[Collected data entries]
-- -- --
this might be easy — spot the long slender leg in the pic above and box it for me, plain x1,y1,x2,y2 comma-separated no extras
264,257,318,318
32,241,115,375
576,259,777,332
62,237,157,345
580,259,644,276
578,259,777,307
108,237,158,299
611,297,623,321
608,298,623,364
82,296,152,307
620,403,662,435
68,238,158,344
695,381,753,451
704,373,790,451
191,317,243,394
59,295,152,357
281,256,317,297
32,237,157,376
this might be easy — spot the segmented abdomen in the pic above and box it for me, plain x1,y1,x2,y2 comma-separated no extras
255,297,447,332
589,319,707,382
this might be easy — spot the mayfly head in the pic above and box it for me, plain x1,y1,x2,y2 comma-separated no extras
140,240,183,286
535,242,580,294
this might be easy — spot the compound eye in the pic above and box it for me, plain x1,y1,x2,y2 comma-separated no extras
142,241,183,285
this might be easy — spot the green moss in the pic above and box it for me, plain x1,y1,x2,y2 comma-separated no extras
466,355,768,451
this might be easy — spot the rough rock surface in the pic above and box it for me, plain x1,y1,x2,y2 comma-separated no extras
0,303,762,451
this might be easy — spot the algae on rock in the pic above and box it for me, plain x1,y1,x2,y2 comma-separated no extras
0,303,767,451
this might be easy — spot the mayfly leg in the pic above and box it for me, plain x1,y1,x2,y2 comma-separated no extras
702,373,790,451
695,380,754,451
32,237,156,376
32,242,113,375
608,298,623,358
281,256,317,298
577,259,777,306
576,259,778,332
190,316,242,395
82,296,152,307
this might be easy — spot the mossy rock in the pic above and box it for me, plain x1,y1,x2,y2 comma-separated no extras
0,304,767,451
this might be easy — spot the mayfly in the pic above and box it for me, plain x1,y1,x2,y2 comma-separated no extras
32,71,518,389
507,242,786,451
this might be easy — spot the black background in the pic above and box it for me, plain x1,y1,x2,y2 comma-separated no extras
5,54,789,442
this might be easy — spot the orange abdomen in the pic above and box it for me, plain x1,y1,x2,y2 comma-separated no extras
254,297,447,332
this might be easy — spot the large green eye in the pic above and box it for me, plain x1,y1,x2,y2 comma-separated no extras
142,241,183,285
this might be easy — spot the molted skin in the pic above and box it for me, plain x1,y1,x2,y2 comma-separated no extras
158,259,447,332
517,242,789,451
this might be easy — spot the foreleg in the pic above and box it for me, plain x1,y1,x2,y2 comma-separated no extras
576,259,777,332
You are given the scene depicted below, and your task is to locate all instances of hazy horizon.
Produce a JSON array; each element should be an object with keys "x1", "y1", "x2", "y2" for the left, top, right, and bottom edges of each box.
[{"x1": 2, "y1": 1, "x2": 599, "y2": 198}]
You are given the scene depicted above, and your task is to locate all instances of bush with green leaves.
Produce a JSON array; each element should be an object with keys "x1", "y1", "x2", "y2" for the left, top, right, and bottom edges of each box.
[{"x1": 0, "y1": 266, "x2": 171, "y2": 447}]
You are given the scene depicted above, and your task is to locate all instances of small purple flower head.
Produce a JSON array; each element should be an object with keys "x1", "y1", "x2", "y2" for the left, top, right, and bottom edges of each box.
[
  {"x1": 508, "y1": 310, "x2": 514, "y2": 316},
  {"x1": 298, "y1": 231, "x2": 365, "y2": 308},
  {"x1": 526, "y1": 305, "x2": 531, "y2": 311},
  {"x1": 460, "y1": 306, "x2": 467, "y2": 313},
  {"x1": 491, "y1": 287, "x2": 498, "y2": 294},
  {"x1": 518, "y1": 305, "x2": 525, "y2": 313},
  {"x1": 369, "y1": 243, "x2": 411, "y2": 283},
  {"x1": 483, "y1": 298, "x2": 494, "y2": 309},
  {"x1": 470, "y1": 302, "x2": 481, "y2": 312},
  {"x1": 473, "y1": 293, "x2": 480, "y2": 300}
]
-- -- --
* **Assigned task**: The entries above must be returned in full, exactly as shown.

* **Exercise solution**:
this might be easy — spot the long slender leg in the pic above and box it for me, plain x1,y1,x2,y2 comma-separated no extras
264,257,318,318
32,241,115,375
576,259,777,332
62,237,157,345
580,259,644,276
578,259,777,307
108,237,158,299
611,297,623,321
608,298,623,364
82,296,152,307
620,403,662,435
68,238,158,344
695,381,753,451
704,373,790,451
191,317,243,394
59,295,152,357
281,256,317,297
32,237,157,376
this might be easy — spot the segmented abdomen in the pic above and box it for me, plain x1,y1,x2,y2 comma-separated no extras
255,297,447,332
589,319,707,382
this might be easy — spot the mayfly head in the pic above and box it for me, plain x1,y1,x2,y2 comma-separated no extras
140,240,183,286
535,242,580,294
this might be easy — spot the compound eye in the pic above and box it for me, plain x1,y1,x2,y2 comma-separated no extras
142,241,183,285
this might be easy — spot the green moss in the pic above and box it for me, plain x1,y1,x2,y2 comma-separated no extras
466,355,768,451
this might be easy — spot the rough rock surface in the pic above and box it for me, plain x1,y1,x2,y2 comma-separated no extras
0,303,762,451
this might be easy — spot the algae on rock in the pic above and box it for me, plain x1,y1,x2,y2 comma-separated no extras
0,303,767,451
this might be easy — spot the mayfly leg in the pic above and box it for me, plain x1,y1,x2,y2 comma-separated no extras
702,373,790,451
695,380,754,451
32,237,156,376
32,242,113,375
608,298,623,358
281,256,317,298
577,259,777,306
576,259,778,332
190,316,242,395
82,296,152,307
this might be easy — spot the mossy rock in the pic above and box it for me, plain x1,y1,x2,y2 comma-separated no extras
0,304,767,451
this might be easy — spot the mayfly in the pic above and box it for me, plain x1,y1,x2,y2 comma-separated no extras
32,71,518,389
507,242,786,451
this might be easy — spot the black background in the pic above and box it for me, plain x1,y1,x2,y2 comma-separated no extras
5,54,789,442
this might be easy — spot the orange abdomen in the pic above and box it for me, plain x1,y1,x2,y2 comma-separated no extras
254,297,447,332
this might be easy — spot the large green eye in the pic above and box it for me, plain x1,y1,x2,y2 comma-separated no extras
142,241,183,285
this might be easy — spot the molted skin in the pic above and box it for me, plain x1,y1,x2,y2 comma-separated no extras
158,259,447,332
517,242,789,451
this might be easy — spot the foreleg in the pic above and box it for me, plain x1,y1,x2,y2 comma-separated no extras
576,259,777,332
You are given the scene depicted below, and your task is to locate all instances of hazy horizon.
Produce a JSON array; each element should be an object with keys "x1", "y1", "x2", "y2" for the left, top, right, and bottom edges of each box.
[{"x1": 2, "y1": 1, "x2": 599, "y2": 198}]
You are given the scene depicted above, and your task is to locate all instances of bush with green leaves.
Produce a JSON array; each element should be an object with keys "x1", "y1", "x2", "y2" for the left, top, right, and bottom edges of each box.
[{"x1": 0, "y1": 266, "x2": 171, "y2": 447}]
You are given the scene depicted above, and your task is to locate all instances of small purple flower head.
Produce a JSON array; each element should be an object with keys "x1", "y1", "x2", "y2" for the left, top, right, and bottom edges of each box.
[
  {"x1": 508, "y1": 310, "x2": 514, "y2": 316},
  {"x1": 298, "y1": 231, "x2": 365, "y2": 308},
  {"x1": 526, "y1": 305, "x2": 531, "y2": 311},
  {"x1": 460, "y1": 306, "x2": 467, "y2": 313},
  {"x1": 491, "y1": 287, "x2": 498, "y2": 294},
  {"x1": 518, "y1": 305, "x2": 525, "y2": 313},
  {"x1": 369, "y1": 243, "x2": 411, "y2": 283},
  {"x1": 483, "y1": 298, "x2": 494, "y2": 309},
  {"x1": 470, "y1": 302, "x2": 481, "y2": 312},
  {"x1": 473, "y1": 293, "x2": 480, "y2": 300}
]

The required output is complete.